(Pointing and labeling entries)
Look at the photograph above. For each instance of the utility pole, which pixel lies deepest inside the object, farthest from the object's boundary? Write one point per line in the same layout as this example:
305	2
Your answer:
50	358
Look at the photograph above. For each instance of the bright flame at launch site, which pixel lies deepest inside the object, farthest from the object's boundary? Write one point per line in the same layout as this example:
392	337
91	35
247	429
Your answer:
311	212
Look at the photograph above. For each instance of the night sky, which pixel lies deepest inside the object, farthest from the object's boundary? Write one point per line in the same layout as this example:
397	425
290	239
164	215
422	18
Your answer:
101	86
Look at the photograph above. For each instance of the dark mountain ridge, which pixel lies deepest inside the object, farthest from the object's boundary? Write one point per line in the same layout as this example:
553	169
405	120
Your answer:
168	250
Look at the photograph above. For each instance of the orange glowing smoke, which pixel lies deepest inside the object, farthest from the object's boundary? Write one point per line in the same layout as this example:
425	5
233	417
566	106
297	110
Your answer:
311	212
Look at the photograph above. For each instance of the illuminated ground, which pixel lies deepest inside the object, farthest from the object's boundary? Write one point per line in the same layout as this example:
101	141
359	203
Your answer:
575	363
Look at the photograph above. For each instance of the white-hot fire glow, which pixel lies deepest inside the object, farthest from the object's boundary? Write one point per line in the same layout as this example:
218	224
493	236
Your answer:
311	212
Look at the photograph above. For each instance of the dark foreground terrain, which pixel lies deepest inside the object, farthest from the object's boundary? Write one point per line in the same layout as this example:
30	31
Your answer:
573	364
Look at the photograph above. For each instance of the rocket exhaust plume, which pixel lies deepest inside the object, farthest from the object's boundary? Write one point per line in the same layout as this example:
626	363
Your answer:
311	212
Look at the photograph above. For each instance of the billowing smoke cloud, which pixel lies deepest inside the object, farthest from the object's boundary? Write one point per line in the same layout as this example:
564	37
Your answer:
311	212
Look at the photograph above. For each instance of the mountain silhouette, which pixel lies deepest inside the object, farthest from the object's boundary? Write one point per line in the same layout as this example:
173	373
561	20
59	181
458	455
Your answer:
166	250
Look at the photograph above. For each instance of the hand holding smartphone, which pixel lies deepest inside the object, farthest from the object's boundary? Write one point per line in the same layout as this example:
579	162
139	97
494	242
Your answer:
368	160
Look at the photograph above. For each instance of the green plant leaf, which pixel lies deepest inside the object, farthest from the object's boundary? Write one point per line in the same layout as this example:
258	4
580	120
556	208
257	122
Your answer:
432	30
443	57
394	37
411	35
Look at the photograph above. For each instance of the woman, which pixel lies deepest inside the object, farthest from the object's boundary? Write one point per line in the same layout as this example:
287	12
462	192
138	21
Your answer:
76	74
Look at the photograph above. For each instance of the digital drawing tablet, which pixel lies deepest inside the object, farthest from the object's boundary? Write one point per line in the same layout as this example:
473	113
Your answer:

[WORK REQUIRED]:
From the line with "Look at the photograph above. For each instance of the mountain" to the last line of the material, give every line again exactly, and only those lines.

[RESPONSE]:
Look at the photograph above. For each instance of the mountain silhouette, which pixel lies deepest inside the object, farthest from the object's boundary? Write one point per line in the same layout as this example:
173	373
561	20
59	181
458	455
Your answer:
166	250
Look at the photograph above. For each instance of the hand holding smartphone, which pixel lies deepest inside the object, farthest from the object's boundary? Write one point per line in the same layout as this example:
579	162
139	97
494	242
Your answer:
368	160
Look at the photograph above. For each instance of the green plant leaf, which pixel lies deepest inside the object, farthest from the object's boundary? Write one point per line in the same layout as this example:
258	4
580	120
556	208
257	122
Your answer:
432	30
443	57
394	37
411	35
Look at the photograph above. For each instance of the woman, which pixel lies deepest inside the object, farthest from the object's boundary? Write one point per line in the same layout as this example:
287	12
462	192
138	21
Your answer:
76	74
Look at the photograph above. For each instance of the digital drawing tablet, which pixel lies deepest inside the object, farthest from the object's boundary? Write one point per line in the same layout as this example:
473	113
Your answer:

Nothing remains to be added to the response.